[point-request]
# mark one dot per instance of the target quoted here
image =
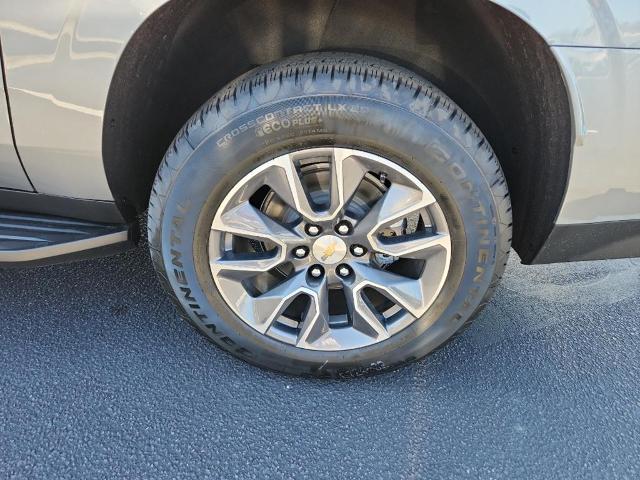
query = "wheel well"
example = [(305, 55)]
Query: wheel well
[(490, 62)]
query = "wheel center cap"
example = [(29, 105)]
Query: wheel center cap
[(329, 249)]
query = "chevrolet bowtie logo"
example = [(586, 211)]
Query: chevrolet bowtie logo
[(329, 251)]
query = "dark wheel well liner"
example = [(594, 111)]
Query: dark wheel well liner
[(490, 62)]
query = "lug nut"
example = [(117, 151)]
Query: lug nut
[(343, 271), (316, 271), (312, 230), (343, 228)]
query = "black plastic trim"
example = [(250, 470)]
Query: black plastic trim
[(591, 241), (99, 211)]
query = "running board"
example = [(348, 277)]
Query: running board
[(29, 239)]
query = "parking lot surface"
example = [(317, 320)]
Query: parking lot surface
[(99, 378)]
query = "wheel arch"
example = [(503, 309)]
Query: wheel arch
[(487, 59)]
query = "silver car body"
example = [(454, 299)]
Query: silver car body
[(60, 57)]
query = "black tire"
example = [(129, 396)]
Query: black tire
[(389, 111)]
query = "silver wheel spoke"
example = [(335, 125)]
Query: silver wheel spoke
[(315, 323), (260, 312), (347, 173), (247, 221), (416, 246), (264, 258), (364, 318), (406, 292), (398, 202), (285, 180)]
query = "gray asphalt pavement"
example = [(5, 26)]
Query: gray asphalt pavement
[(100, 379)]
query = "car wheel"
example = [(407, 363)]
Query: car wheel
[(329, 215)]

============================================================

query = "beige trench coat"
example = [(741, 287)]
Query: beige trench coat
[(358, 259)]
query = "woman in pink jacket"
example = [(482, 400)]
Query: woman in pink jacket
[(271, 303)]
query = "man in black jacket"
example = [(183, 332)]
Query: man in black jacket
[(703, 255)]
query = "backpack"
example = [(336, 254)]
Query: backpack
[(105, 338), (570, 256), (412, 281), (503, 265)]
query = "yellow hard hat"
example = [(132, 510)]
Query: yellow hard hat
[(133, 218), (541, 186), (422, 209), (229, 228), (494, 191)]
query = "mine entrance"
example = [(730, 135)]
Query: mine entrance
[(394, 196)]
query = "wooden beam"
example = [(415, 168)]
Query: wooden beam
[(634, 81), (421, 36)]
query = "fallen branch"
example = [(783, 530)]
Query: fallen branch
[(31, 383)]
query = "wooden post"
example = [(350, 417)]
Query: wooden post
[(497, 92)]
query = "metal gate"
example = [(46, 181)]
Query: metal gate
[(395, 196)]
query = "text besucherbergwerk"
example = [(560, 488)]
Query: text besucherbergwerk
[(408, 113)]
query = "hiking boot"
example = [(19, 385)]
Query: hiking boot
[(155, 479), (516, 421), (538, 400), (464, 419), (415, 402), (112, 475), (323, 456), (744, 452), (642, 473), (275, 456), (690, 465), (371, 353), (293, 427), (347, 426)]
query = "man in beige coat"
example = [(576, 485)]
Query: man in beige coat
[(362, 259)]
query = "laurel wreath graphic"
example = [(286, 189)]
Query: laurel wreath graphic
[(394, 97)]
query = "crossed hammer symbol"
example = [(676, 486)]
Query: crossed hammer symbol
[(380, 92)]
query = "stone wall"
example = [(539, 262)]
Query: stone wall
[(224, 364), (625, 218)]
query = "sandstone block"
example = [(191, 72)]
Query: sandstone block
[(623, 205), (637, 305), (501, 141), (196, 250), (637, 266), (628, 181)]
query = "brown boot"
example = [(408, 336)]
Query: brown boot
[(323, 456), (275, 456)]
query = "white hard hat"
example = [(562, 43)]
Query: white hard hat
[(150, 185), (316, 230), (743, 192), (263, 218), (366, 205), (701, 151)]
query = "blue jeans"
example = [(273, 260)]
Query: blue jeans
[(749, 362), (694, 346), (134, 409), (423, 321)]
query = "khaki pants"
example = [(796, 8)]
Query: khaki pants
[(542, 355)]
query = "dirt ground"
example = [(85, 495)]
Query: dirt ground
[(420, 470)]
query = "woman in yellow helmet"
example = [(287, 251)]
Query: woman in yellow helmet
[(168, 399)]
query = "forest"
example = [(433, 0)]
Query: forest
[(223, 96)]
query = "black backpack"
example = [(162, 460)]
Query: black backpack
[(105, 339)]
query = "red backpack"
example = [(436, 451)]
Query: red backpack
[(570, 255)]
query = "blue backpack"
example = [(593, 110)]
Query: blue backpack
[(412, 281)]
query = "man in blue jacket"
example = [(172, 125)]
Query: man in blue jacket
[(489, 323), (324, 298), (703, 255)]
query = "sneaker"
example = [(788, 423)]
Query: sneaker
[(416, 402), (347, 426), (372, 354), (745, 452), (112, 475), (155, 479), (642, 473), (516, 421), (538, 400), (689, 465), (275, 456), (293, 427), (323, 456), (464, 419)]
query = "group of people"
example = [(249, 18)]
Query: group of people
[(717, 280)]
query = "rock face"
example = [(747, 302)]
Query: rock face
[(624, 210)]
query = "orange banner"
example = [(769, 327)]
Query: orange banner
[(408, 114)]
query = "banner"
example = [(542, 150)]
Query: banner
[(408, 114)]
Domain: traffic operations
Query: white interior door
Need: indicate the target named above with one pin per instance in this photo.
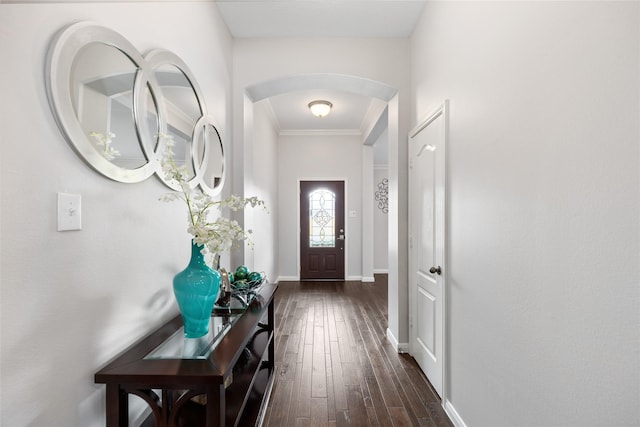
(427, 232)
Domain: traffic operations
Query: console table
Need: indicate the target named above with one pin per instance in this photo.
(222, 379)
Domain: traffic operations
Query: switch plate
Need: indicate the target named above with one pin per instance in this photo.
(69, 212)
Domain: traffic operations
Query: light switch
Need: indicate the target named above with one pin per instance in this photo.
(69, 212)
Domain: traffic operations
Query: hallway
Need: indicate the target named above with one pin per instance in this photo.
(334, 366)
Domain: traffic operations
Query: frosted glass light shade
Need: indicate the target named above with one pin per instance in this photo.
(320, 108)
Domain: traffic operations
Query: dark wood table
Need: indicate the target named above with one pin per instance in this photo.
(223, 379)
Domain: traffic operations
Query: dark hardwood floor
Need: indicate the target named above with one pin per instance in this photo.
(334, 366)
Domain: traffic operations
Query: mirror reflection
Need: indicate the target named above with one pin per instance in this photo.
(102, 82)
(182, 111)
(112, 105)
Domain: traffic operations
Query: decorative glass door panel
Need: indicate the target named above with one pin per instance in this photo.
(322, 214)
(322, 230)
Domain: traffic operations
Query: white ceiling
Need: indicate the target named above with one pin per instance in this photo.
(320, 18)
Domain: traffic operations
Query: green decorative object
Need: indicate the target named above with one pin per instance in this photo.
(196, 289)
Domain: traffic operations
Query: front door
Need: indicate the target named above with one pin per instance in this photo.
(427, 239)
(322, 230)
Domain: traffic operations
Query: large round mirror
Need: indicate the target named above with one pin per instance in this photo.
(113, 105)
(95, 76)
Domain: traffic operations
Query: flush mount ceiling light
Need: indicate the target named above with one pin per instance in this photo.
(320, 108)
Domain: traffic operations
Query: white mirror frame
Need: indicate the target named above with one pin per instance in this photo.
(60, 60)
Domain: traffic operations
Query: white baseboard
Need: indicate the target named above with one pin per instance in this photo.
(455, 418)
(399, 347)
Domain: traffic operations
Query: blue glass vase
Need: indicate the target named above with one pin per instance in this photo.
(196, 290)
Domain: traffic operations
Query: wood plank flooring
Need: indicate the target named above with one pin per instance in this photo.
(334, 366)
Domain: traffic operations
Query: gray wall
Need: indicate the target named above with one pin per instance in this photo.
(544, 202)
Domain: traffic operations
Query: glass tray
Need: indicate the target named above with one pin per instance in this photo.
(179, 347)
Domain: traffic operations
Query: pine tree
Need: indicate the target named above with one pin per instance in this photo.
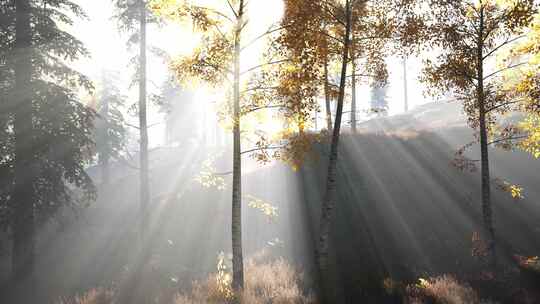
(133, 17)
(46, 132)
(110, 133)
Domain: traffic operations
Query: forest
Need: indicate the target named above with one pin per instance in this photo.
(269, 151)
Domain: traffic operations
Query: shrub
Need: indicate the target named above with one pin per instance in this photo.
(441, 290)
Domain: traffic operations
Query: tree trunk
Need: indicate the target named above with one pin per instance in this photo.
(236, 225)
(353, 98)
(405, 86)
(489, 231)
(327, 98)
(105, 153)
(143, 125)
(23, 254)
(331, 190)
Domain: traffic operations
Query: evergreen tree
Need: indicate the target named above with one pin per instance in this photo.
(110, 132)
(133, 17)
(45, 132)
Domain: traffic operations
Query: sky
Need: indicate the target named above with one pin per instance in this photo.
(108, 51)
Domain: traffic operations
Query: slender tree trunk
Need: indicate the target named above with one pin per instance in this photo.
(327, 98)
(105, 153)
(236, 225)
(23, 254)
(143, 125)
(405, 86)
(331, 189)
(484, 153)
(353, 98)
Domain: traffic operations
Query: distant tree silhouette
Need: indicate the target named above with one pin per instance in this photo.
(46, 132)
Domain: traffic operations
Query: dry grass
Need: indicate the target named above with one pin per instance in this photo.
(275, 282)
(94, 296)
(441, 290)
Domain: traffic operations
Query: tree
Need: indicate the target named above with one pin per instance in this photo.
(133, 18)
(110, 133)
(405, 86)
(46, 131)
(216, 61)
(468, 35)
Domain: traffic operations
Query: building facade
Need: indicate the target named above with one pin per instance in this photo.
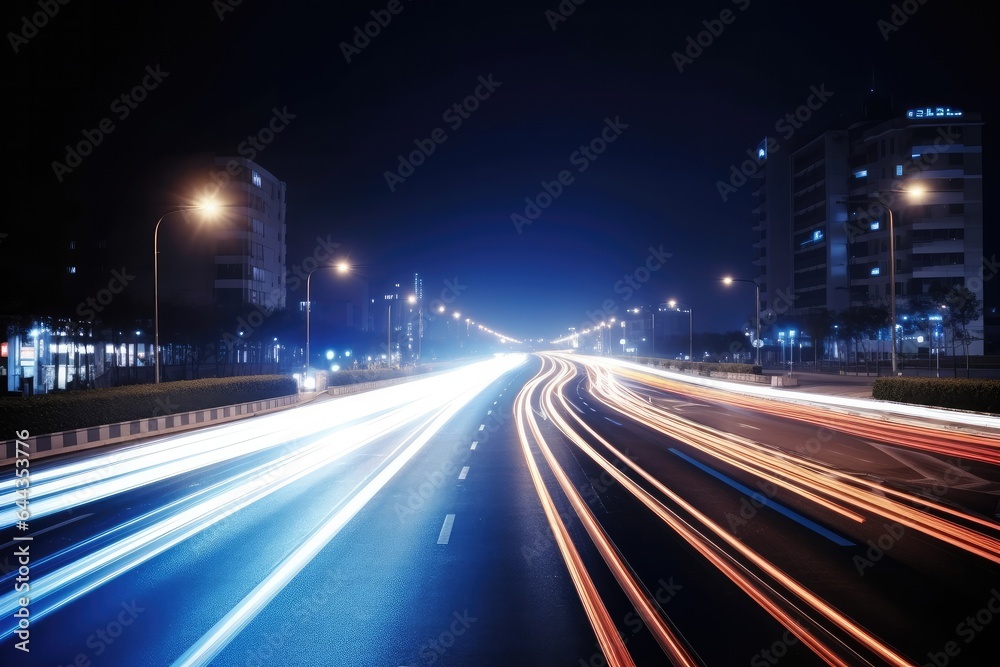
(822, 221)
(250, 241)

============================================================

- [EXERCISE]
Check each line of the listing for "trunk", and copy the ones that hold it.

- [EXERCISE OUTPUT]
Query: tree trunk
Query: slender tree trunk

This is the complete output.